__Task instructions__: Would you show every line from the records that holds "coat"?

[Referring expression data]
- - - -

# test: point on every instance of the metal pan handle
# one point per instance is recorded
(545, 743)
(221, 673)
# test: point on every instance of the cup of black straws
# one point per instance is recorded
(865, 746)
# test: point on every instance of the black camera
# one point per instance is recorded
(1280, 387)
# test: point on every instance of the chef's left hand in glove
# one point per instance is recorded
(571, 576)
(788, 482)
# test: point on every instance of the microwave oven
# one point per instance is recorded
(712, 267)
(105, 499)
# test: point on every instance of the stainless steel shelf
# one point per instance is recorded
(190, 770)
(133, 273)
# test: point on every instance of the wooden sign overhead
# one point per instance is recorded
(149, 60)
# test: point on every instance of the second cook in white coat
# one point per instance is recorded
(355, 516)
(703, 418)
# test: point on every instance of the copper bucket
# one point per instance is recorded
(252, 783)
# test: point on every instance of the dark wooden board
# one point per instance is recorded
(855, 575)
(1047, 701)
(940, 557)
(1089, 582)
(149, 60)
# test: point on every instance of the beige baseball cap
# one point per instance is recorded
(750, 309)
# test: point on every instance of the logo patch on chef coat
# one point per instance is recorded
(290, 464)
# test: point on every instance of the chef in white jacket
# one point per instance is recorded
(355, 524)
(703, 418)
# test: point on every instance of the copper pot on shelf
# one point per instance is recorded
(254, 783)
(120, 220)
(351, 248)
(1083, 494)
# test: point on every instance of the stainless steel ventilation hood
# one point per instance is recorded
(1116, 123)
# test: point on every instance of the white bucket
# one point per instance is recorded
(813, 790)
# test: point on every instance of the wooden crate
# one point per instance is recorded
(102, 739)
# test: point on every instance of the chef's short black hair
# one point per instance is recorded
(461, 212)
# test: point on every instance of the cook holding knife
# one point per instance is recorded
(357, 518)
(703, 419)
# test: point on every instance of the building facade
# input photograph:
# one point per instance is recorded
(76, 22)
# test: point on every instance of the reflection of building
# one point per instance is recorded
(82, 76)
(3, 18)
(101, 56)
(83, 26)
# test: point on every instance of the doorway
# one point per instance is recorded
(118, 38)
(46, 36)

- - - -

__Written solution__:
# test: point on every instance of the second cook in white coat
# test: point on every instance of the logo patch on chef coat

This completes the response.